USING THE INFORMATION:
A) Decide whether each statement below agrees with the product design text, answering yes or no and quoting the words of the text that settle it. (i) The text names two ways product design can be improved to reduce exposure to employee injuries. (ii) Manufacturability liaison has focused mainly on the capacity and capability of workers. (iii) The text says every company requires a formal sign-off of the design by ergonomics, safety and industrial hygiene, and environmental.
B) Reproduce word for word the part of the product design text between "There are two" and "Displays, and VDTs.", inclusive.

PAGE EXCERPT:
○ ○ ○ ○
Historically, product design has been a sacrosanct arena where manufacturing is required to build whatever is handed down to them from the design office. Manufacturability liaison has frequently been established but that objective has been focused primarily upon machine and equipment capabilities versus any consideration toward the capacity and capability of the worker population.
There are two important ways in which product design can be enhanced to help reduce exposures to employee injuries in the manufacturing environment: Training of product designers and a product review phase.
1. An ergonomics training module can be presented to design engineers in order to acquaint them with the types of stressors that occur in manufacturing and the penalties that ensue for employees and company profitability. Some representative examples of these opportunities include: Types of Material, Tolerances, Parts Entanglement, Parts Movement, Manual handling including packaging of the final product, Screw Fasteners, Accessability, Covers, Controls, Displays, and VDTs.
2. A product design review phase. This phase is probably already in effect but may be limited to just manufacturability concerns. Enlarging the scope to include an ergonomics review allows the designer to become aware of potential exposures to employee injury and lost profitability. Some companies may require a formal sign-off of the design by ergonomics, safety and industrial hygiene, and environmental. A design checklist can be very helpful to both the product designer and the environmental, health and safety department (EH&S) to ensure that all design aspects have been considered.
○ ○ ○ ○
DATA PROVIDED:

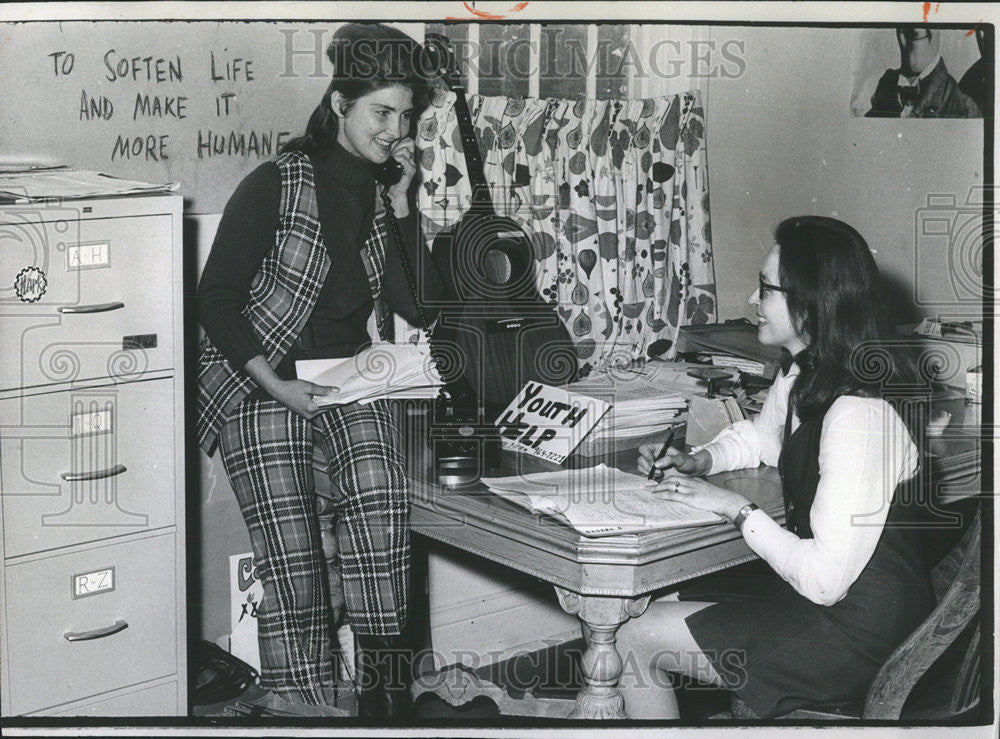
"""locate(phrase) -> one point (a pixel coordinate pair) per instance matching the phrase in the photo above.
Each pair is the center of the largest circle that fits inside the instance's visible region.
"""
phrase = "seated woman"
(844, 582)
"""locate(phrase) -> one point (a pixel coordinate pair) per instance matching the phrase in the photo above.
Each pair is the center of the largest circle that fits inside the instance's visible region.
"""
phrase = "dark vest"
(892, 595)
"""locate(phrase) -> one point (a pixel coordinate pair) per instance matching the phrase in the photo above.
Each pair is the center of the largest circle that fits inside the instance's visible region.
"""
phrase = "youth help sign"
(548, 422)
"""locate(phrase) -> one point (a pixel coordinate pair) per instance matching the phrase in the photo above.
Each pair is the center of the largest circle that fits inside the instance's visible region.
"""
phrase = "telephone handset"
(463, 446)
(390, 172)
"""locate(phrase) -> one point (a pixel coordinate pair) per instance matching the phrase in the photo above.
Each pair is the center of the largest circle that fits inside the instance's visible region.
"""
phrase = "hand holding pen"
(654, 471)
(654, 459)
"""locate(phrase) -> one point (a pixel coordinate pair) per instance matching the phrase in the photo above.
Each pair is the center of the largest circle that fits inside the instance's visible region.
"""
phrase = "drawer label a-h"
(88, 255)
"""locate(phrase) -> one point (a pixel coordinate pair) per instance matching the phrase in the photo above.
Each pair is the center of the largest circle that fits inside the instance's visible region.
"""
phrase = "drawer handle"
(114, 628)
(95, 308)
(96, 475)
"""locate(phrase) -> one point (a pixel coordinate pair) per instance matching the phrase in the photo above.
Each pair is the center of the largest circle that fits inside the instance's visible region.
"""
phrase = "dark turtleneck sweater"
(337, 327)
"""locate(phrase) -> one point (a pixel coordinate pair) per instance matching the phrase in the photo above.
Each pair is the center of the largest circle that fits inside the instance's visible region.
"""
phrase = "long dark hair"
(365, 57)
(836, 301)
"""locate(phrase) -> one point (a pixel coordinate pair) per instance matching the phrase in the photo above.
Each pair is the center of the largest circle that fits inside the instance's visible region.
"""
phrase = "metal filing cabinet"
(92, 594)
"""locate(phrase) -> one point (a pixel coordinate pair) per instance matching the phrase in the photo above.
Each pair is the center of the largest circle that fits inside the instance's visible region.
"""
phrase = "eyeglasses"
(765, 286)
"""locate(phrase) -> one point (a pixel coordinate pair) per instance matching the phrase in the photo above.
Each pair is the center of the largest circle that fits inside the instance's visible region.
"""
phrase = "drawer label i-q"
(94, 583)
(91, 422)
(88, 255)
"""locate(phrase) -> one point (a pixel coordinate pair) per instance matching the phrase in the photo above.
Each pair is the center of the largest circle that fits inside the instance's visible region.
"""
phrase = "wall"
(782, 142)
(195, 102)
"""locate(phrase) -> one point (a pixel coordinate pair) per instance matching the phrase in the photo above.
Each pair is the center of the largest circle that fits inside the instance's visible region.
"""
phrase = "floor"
(550, 673)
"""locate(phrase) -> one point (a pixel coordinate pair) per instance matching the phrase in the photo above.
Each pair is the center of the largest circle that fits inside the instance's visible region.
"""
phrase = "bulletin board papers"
(597, 501)
(383, 370)
(70, 184)
(245, 595)
(548, 422)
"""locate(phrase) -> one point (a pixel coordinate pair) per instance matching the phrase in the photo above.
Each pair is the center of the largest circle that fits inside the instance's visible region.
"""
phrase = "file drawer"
(159, 700)
(83, 465)
(90, 298)
(75, 640)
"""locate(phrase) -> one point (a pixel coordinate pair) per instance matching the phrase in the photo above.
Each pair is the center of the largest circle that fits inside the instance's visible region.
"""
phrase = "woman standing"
(303, 255)
(845, 581)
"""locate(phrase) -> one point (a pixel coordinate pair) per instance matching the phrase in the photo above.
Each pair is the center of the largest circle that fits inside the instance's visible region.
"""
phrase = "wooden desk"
(604, 581)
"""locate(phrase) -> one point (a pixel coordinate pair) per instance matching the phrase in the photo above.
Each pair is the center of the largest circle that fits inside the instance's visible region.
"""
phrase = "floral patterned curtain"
(615, 195)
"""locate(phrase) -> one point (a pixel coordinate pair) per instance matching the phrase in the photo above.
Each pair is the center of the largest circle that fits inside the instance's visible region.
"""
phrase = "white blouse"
(865, 452)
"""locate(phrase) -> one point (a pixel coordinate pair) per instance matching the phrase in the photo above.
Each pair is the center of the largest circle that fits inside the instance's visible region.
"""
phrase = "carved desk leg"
(601, 664)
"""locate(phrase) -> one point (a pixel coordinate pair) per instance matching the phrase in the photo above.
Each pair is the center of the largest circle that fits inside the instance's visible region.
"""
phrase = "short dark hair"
(837, 302)
(365, 57)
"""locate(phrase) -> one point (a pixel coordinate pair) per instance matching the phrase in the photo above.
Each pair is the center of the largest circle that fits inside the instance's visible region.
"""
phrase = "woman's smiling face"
(375, 122)
(775, 326)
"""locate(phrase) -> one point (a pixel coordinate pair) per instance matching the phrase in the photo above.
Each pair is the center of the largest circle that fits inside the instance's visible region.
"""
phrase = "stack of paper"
(597, 501)
(35, 184)
(644, 400)
(382, 371)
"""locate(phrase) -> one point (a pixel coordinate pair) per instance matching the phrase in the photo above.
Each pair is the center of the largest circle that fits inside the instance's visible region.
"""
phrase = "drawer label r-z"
(93, 583)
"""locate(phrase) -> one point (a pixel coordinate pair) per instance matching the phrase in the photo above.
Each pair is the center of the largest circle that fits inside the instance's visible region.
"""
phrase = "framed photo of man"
(923, 71)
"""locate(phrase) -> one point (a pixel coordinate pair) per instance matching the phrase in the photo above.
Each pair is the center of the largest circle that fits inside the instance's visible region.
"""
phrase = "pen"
(659, 455)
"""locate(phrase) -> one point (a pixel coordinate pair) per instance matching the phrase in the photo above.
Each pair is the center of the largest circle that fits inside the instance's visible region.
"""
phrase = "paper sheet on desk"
(382, 371)
(597, 501)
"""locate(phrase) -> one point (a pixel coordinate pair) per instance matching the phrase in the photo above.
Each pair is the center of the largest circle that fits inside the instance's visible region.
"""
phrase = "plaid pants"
(268, 452)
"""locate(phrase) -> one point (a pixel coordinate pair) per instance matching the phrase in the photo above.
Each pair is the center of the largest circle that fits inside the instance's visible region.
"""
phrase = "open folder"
(381, 371)
(597, 501)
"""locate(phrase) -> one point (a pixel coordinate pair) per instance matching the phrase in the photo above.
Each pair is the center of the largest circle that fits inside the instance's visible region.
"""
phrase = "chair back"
(957, 607)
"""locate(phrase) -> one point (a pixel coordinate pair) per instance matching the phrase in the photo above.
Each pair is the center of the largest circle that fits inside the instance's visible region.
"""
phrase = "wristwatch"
(742, 515)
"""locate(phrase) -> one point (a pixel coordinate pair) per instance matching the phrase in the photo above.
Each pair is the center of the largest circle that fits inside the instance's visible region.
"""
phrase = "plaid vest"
(282, 294)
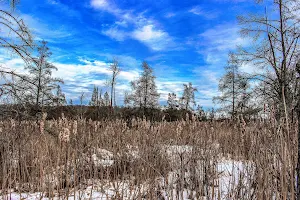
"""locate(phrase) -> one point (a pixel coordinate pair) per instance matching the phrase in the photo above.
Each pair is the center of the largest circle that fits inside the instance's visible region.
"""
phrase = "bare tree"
(15, 37)
(114, 67)
(188, 96)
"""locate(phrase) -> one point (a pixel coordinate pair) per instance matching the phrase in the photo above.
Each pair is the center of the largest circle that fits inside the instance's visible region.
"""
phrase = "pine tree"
(172, 101)
(106, 99)
(188, 96)
(234, 88)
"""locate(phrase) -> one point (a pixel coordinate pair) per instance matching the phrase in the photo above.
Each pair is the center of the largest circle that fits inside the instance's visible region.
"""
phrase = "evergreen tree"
(172, 101)
(41, 93)
(60, 97)
(188, 96)
(234, 88)
(106, 99)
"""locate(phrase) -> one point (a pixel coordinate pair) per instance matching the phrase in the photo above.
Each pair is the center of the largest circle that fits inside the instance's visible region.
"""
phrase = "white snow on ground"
(103, 157)
(231, 174)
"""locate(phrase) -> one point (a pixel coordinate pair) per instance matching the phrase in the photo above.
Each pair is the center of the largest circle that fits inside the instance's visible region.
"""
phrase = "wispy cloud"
(209, 14)
(144, 30)
(154, 38)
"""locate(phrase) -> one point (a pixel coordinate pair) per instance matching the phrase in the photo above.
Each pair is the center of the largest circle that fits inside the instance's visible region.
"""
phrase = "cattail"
(64, 135)
(42, 127)
(13, 123)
○ ○ ○ ○
SOLVED TASKS:
A)
(i) Yes: "There are two important ways in which product design can be enhanced to help reduce exposures to employee injuries in the manufacturing environment"
(ii) No: "that objective has been focused primarily upon machine and equipment capabilities versus any consideration toward the capacity and capability of the worker population"
(iii) No: "Some companies may require a formal sign-off of the design by ergonomics, safety and industrial hygiene, and environmental"

B)
There are two important ways in which product design can be enhanced to help reduce exposures to employee injuries in the manufacturing environment: Training of product designers and a product review phase.
1. An ergonomics training module can be presented to design engineers in order to acquaint them with the types of stressors that occur in manufacturing and the penalties that ensue for employees and company profitability. Some representative examples of these opportunities include: Types of Material, Tolerances, Parts Entanglement, Parts Movement, Manual handling including packaging of the final product, Screw Fasteners, Accessability, Covers, Controls, Displays, and VDTs.